→ **Record set**:
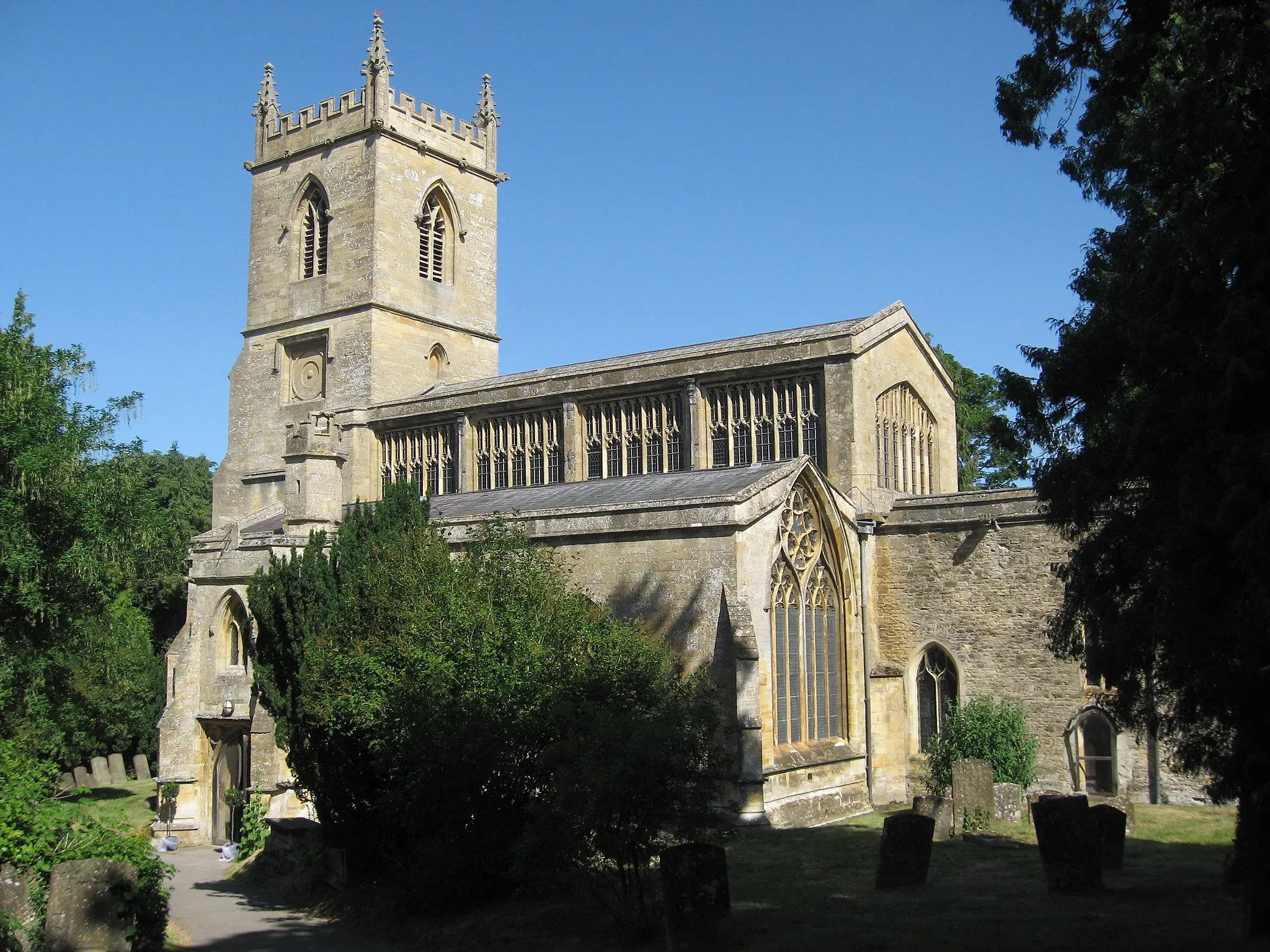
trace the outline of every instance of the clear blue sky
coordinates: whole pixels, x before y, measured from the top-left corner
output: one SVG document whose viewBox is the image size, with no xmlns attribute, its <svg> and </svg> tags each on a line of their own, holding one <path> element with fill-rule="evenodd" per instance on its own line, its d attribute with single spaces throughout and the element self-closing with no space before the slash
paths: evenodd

==

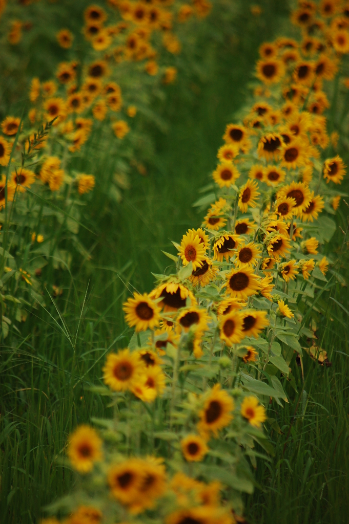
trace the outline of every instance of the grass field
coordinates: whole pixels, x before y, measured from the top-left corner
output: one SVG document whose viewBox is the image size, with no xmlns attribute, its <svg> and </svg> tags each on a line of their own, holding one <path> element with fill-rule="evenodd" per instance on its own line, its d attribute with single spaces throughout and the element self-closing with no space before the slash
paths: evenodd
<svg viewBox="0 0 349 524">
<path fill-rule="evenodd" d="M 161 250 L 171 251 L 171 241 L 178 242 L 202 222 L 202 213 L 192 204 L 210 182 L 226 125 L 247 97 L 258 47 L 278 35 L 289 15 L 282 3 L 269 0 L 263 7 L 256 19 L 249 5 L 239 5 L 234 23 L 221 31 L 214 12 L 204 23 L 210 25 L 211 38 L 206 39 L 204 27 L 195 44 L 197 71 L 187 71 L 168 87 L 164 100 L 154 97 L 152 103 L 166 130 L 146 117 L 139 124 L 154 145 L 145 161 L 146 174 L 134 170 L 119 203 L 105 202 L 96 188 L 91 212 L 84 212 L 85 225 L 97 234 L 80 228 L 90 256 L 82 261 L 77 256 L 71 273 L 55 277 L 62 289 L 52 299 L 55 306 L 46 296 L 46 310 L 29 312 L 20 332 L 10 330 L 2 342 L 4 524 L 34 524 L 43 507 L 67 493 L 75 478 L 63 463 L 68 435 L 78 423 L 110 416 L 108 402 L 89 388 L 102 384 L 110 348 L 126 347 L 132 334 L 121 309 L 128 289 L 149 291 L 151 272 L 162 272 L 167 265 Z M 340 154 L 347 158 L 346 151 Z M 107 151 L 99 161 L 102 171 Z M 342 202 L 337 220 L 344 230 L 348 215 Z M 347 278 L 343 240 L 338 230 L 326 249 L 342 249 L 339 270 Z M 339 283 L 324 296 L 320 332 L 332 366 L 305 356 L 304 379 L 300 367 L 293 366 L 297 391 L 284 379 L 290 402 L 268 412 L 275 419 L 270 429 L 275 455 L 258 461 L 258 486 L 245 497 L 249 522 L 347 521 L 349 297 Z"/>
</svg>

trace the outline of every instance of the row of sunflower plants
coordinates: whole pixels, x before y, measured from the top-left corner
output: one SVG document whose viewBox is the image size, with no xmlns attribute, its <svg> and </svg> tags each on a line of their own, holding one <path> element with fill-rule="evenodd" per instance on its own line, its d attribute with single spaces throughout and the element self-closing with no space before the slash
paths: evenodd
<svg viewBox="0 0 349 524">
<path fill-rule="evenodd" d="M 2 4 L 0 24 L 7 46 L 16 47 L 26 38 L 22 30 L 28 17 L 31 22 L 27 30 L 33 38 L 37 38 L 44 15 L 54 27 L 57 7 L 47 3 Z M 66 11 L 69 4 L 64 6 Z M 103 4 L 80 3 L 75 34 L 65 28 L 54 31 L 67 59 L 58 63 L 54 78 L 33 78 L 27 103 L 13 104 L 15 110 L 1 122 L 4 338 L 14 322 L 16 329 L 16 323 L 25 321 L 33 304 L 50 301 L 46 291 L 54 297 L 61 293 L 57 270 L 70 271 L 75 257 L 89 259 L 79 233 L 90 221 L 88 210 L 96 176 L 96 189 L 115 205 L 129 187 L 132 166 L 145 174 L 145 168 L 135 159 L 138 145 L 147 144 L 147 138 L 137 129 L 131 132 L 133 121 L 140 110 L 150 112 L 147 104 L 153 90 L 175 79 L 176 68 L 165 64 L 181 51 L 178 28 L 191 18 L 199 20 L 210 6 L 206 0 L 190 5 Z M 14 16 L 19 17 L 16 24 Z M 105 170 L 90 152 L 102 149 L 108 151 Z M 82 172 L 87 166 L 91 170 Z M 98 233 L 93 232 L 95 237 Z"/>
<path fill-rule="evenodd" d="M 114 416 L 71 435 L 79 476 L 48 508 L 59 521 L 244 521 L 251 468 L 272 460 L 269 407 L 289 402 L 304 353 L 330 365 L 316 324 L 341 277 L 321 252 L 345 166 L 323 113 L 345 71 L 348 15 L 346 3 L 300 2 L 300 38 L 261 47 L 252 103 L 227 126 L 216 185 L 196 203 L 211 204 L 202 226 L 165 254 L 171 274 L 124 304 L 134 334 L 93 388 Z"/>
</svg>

→ **Work to do**:
Collect every line above that contains the string "outline". Case counts.

→ **Answer for the task**:
trace the outline of every instance of the clear blue sky
trace the outline of every instance of the grass field
trace the outline of every instance of the row of sunflower plants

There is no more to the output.